◆ **Problem 1**
Render this sentence from the article on Xiong'an's underground city in Spanish: "The Canadian super city has only 32 km of tunnels covering 12 km²."
◆ **Problem 2**
According to the article on Xiong'an's underground city, how deep will its three-level underground maze reach?
◆ **Problem 3**
Print the stretch of the article on Xiong'an's underground city from "The research team" through "in the world.".

◆ **Text segment**
BEGIN
Navigation system for the largest underground city in the world

Researchers have developed a low-cost, high-accuracy positioning system for a 380 km tunnel network running beneath the Xiong’an New Area.

The research team at Beijing University of Posts and Telecommunications (BUPT), led by Associate Professor Lu Zhaoming, combines China’s BeiDou technology with a 5G network to create a positioning system for the urban area that will become the largest underground city in the world.

The Xiong’an New Area sits above an underground tunnel network. (Photo: Xinhua).

Xiong’an is a national smart city located in Hebei Province, about 120 km from Beijing. The project was initiated in 2017 to relocate business facilities, government agencies, and research and development organizations from Beijing. From the design phase, an underground maze was planned to be constructed beneath the city. Technical pipelines such as electricity, network transmission, gas, and water will be placed underground. High-speed corridors, 4 meters high and 16 meters wide, will be built to facilitate the transportation of goods. Additionally, there will be a significant amount of underground parking for residential areas and shopping centers.

This will combine to form an underground maze consisting of three main levels, reaching a depth of 22.5 meters. In total, more than 380 km of tunnels and 22 km² of underground parking are under construction. Above this complex is an underground road network connecting all residential communities above ground and the parking areas. Once completed, this project will break the record for the largest underground city from Montreal. The Canadian super city has only 32 km of tunnels covering 12 km². In contrast, the underground city in Helsinki, Finland, has about 1 km² of underground space corresponding to 100 m² of above-ground area. The ratio in Xiong’an is 1/80.

The scale of this maze presents a unique challenge for positioning, as individuals can easily get lost in the vast space. To address this issue, the School of Information and Communication Engineering at BUPT, with expertise in 5G and signal positioning, has been leading research since 2020. “We can make phone calls and browse a website in the underground space because mobile phones receive signals from signal boosters,” Lu stated.
END
◆ **Given information**
BEGIN
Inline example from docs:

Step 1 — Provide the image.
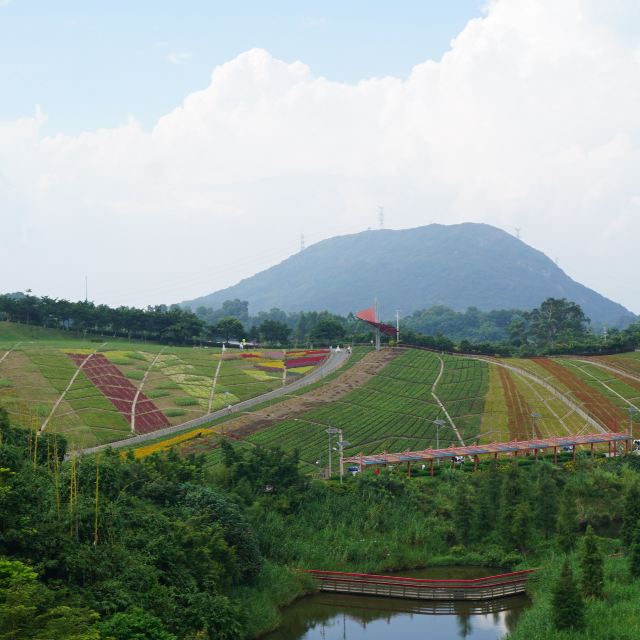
END
◆ **Final answer 1**
La superciudad canadiense tiene solo 32 km de túneles que cubren 12 km².

◆ **Final answer 2**
22.5 meters.

◆ **Final answer 3**
The research team at Beijing University of Posts and Telecommunications (BUPT), led by Associate Professor Lu Zhaoming, combines China’s BeiDou technology with a 5G network to create a positioning system for the urban area that will become the largest underground city in the world.